- **What the exercise asks**: List each error that the court decision says the defendant attributes to the district court on appeal.

== Text provided

State v. Barron

Decision Date22 March 2021
Docket NumberNo. A-1-CA-38043,A-1-CA-38043
PartiesSTATE OF NEW MEXICO, Plaintiff-Appellee, v. BRANDON J. BARRON, Defendant-Appellant.
CourtCourt of Appeals of New Mexico

This decision of the New Mexico Court of Appeals was not selected for publication in the New Mexico Appellate Reports. Refer to Rule 12-405 NMRA for restrictions on the citation of unpublished decisions. Electronic decisions may contain computer-generated errors or other deviations from the official version filed by the Court of Appeals.


Fred T. Van Soelen, District Judge

Hector H. Balderas, Attorney General

Maris Veidemanis, Assistant Attorney General

Santa Fe, NM

for Appellee

Bennett J. Baur, Chief Public Defender

Gregory B. Dawkins, Assistant Appellate Defender

Santa Fe, NM

for Appellant


B. ZAMORA, Judge.

{1} Defendant Brandon Barron appeals his conviction for criminal sexual penetration (CSP) in the third degree contrary to NMSA 1978, Section 30-9-11(F) (2009). On appeal, Defendant argues that the district court: (1) abused its discretion in denying his request for a statement of facts; (2) abused its discretion in denying his motion for Victim's medical and psychological records; and (3) erred in failing to properly instruct the jury on mental capacity and unlawfulness. We affirm.


{2} Defendant, a door-to-door vacuum cleaner salesman, stopped by Victim's home on March 15, 2017. Victim allowed Defendant into her home to perform a demonstration of the vacuum cleaner's features, and Defendant offered to show Victim an attachment for cleaning mattresses. Victim agreed, and Defendant and Victim proceeded to Victim's bedroom. After demonstrating the mattress attachment, Defendant asked Victim questions about her personal life and romantic interests. Victim, who testified at trial that she had been raped and beaten when she was nineteen, suspected Defendant wanted to have sex, and thought that by proactively offering oral sex, she could avoid being beaten and raped. Accordingly, she offered to engage in oral sex with Defendant, Defendant agreed, and Victim and Defendant engaged in oral sex. Thereafter, Defendant suggested that Victim and Defendant have anal sex. Victim agreed, but during the act, Victim told Defendant to stop because he was hurting her. Defendant did not stop, and instead kept his hands over hers and held her down, continuing until ejaculation. Defendant was subsequently arrested, and a grand jury indicted him on a charge of CSP in the third degree. At trial, Defendant was convicted and sentenced to three years in prison. This appeal followed.

I. The District Court Did Not Abuse Its Discretion in Denying Defendant's Request for a Statement of Facts

{3} Defendant contends that the district court abused its discretion in denying his request for a statement of facts, and that this error prejudiced Defendant by rendering him unable to properly defend against the charge.1 "We review the district court's denial of a motion for a [statement of facts] for an abuse of discretion." State v. DeAngelo M., 2015-NMCA-019, ¶ 31, 344 P.3d 1019. "An abuse of discretion occurs when the ruling is clearly against the logic and effects of the facts and circumstances of the case. We cannot say the [district] court abused its discretion by its ruling unless we can characterize [the ruling] as clearly untenable or not justified by reason." State v. Rojo, 1999-NMSC-001, ¶ 41, 126 N.M. 438 (internal quotation marks and citation omitted).

====
== Source information

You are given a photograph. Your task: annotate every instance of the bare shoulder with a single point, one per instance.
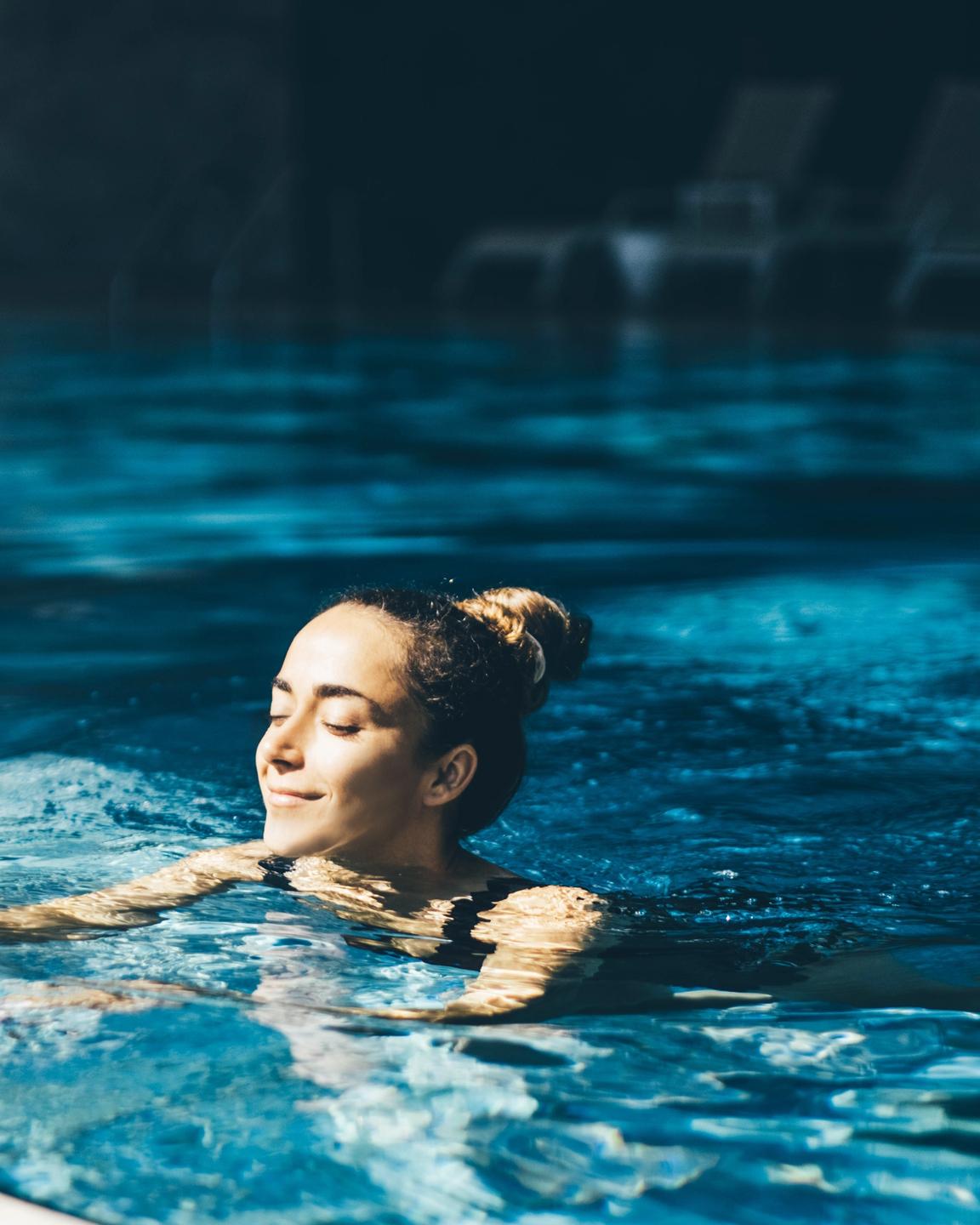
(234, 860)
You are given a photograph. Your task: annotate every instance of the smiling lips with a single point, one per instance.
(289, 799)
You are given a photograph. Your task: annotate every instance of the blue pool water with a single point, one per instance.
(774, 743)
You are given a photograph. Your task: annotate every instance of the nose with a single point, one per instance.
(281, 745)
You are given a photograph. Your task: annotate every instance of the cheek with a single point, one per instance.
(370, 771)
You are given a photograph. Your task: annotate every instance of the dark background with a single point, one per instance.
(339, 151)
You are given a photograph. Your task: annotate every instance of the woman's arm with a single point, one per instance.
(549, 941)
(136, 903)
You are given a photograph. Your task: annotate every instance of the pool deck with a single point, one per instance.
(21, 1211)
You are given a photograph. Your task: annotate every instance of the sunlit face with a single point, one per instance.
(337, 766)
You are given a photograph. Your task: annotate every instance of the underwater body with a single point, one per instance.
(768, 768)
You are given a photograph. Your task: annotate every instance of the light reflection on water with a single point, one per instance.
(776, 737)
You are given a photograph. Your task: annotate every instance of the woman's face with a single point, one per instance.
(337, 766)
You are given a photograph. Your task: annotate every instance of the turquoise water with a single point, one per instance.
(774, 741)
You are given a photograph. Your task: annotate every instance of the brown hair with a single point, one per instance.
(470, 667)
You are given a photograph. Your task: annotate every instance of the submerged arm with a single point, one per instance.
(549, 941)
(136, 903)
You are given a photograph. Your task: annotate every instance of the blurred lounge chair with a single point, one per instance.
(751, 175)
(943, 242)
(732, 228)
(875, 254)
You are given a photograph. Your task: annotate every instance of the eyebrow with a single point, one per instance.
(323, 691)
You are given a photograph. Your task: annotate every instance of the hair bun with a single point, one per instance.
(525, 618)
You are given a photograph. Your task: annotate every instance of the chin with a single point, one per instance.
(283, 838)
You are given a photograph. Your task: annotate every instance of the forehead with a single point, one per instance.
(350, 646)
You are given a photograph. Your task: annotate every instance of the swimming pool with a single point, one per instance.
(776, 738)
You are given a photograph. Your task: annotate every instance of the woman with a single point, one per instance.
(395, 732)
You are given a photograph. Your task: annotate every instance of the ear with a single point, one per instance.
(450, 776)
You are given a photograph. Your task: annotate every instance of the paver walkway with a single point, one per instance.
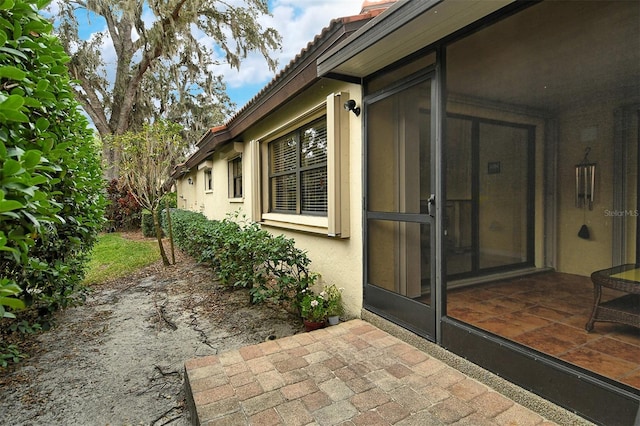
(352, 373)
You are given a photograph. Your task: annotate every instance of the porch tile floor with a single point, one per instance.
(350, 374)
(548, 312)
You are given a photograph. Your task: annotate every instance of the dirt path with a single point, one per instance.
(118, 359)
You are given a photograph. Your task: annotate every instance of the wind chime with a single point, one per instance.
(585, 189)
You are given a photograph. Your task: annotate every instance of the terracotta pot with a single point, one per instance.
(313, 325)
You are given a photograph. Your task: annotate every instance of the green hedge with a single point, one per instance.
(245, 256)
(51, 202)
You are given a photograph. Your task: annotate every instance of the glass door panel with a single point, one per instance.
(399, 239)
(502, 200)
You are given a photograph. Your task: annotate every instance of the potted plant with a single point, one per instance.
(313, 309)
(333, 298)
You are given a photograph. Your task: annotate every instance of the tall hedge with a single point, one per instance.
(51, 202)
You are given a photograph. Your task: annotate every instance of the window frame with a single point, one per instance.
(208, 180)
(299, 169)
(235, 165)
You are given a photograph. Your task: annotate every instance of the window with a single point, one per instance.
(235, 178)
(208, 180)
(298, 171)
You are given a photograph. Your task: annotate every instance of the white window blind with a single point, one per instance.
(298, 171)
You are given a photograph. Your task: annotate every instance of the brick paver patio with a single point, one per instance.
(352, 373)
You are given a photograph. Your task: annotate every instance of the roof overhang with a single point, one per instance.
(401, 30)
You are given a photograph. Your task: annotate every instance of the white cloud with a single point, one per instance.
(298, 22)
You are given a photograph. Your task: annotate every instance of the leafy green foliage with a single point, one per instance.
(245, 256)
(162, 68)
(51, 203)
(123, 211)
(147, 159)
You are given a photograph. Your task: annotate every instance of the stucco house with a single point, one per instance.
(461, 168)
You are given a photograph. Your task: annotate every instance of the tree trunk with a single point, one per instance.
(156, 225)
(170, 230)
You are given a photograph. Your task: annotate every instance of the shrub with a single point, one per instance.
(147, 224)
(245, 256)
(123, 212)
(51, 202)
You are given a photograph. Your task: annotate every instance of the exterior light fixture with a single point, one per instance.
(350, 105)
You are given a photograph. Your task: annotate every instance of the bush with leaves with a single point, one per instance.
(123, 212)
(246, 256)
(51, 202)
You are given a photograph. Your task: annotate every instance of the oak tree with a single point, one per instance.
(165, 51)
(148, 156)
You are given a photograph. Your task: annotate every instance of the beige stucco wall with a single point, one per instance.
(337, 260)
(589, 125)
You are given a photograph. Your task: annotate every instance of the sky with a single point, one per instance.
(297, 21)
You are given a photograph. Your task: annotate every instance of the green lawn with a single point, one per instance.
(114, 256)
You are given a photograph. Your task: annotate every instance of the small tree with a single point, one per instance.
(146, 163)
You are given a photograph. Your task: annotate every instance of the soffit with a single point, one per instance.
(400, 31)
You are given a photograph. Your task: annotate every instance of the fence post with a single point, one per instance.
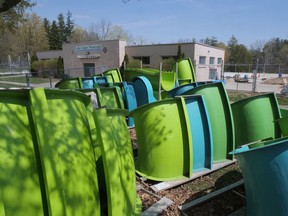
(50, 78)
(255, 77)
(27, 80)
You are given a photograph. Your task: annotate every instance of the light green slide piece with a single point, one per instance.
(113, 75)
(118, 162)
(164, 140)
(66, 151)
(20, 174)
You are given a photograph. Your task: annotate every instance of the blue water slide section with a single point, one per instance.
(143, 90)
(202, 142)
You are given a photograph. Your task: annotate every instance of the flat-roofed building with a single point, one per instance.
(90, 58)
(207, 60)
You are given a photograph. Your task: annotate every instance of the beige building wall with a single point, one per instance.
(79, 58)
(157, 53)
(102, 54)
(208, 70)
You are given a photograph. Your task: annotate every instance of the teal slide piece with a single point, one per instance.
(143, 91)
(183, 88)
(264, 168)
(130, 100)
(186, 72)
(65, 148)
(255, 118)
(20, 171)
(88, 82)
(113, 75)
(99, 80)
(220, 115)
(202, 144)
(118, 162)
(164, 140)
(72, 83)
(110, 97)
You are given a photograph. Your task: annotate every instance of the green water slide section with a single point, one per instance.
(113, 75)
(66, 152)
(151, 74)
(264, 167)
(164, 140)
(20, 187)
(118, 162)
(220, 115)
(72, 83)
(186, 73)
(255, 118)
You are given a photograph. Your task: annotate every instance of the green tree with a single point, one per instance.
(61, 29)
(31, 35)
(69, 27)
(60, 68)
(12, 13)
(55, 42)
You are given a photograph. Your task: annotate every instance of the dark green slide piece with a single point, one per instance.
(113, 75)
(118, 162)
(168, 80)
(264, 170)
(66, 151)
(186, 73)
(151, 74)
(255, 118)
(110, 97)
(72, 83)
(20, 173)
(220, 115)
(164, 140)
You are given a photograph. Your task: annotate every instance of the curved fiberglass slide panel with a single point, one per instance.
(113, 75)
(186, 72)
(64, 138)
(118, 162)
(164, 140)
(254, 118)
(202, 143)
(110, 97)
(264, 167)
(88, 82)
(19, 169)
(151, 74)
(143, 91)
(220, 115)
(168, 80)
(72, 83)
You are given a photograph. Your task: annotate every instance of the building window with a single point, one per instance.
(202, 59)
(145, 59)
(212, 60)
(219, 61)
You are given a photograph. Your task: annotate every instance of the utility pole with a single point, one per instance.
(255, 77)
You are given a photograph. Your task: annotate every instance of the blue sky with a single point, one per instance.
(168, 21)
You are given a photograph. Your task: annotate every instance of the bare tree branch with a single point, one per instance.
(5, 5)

====
== Source information

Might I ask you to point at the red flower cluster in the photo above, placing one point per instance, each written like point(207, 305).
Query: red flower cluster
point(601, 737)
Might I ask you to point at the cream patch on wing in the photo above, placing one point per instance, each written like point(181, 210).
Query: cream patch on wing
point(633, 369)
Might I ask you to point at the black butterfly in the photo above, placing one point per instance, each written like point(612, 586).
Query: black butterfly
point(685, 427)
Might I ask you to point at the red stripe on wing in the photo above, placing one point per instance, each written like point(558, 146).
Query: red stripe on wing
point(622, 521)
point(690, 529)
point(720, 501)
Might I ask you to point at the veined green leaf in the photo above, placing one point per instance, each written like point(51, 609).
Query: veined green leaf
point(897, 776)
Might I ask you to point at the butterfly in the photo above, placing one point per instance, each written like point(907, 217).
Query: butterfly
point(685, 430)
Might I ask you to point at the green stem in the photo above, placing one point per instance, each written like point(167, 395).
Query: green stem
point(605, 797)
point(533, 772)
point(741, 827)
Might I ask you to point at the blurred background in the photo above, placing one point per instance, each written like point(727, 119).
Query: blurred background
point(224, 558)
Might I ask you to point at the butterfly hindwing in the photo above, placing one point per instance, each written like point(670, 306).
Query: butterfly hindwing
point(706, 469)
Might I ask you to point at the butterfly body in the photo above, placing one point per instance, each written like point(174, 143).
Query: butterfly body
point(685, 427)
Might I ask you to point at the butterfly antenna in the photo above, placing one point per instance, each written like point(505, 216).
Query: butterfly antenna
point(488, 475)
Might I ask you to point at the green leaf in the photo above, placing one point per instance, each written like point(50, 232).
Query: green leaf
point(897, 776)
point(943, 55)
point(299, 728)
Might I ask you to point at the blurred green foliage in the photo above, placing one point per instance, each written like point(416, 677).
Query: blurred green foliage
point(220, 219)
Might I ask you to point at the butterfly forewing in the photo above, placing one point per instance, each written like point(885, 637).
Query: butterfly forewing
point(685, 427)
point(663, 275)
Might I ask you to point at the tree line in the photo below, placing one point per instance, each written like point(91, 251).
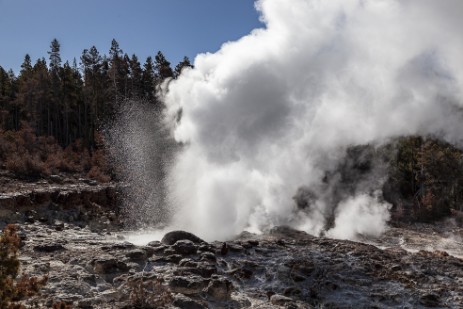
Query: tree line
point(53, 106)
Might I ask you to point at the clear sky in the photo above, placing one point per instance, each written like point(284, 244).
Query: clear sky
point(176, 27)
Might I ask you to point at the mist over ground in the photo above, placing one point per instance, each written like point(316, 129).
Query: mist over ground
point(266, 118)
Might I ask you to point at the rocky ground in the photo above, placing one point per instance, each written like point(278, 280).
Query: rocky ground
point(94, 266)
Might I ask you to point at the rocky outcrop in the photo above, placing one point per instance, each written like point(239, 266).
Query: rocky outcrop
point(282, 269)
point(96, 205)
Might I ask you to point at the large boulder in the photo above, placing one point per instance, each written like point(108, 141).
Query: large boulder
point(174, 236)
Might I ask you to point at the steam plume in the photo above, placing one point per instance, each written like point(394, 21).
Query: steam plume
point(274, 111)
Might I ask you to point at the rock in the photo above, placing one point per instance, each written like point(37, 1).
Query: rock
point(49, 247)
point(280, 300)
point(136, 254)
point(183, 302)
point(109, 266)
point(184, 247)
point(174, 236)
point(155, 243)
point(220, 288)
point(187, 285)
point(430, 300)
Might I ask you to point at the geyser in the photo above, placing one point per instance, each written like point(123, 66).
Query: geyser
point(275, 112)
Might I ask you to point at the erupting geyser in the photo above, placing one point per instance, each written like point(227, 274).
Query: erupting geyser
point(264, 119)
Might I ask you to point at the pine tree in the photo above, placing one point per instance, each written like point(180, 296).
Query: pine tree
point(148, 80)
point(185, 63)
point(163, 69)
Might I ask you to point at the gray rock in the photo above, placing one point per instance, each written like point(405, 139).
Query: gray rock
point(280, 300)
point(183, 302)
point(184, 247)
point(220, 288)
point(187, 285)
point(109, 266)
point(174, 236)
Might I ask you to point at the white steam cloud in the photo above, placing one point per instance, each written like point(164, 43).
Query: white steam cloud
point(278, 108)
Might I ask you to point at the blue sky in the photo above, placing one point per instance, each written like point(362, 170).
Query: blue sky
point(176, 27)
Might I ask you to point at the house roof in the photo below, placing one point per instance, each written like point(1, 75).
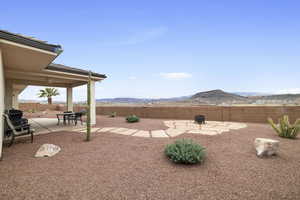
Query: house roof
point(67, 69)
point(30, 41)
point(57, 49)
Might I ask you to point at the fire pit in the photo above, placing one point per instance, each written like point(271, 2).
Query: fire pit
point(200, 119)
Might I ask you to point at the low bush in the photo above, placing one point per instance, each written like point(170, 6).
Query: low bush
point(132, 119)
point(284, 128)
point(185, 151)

====
== Source information

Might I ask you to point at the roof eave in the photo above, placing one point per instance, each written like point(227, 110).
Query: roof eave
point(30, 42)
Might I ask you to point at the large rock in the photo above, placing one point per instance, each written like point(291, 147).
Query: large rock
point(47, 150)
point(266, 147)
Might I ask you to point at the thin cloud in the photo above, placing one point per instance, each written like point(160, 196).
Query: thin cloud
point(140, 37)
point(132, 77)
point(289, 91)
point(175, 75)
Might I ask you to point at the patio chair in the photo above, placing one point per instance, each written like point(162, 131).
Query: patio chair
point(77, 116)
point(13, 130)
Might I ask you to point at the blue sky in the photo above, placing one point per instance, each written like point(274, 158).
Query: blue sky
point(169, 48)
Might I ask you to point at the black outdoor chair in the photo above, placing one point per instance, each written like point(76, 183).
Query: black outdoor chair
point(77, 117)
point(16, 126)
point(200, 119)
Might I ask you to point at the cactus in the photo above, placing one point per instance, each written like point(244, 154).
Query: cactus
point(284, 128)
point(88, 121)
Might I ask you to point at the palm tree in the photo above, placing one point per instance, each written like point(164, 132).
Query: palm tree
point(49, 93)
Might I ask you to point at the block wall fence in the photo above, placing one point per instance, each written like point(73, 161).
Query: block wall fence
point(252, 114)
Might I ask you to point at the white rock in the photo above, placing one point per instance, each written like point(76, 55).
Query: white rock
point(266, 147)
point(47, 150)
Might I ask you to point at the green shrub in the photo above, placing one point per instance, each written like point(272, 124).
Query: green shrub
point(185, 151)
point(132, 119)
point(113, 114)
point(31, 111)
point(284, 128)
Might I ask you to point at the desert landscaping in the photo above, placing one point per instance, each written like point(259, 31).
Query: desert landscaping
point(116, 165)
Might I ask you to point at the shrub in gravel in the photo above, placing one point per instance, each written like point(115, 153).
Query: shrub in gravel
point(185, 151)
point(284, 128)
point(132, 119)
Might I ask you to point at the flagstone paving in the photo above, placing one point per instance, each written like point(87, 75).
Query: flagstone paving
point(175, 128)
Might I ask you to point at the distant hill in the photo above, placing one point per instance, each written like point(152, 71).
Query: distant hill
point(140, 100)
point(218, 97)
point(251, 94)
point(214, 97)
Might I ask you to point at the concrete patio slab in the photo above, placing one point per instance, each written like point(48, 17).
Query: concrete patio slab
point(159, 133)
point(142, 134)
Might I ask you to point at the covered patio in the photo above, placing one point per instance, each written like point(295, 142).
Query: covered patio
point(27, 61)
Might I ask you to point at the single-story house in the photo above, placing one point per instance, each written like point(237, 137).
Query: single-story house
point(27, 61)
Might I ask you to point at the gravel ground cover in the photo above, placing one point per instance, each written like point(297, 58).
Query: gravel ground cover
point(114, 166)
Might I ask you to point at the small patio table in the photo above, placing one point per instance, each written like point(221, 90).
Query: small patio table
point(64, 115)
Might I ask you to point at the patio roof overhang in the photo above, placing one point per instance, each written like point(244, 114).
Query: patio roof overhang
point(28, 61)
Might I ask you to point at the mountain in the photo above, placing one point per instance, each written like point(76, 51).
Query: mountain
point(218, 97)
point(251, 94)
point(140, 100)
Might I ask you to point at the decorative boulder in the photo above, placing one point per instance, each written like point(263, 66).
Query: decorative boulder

====

- **Task solution**:
1. Abusing its discretion in denying his request for a statement of facts
2. Abusing its discretion in denying his motion for Victim's medical and psychological records
3. Failing to properly instruct the jury on mental capacity and unlawfulness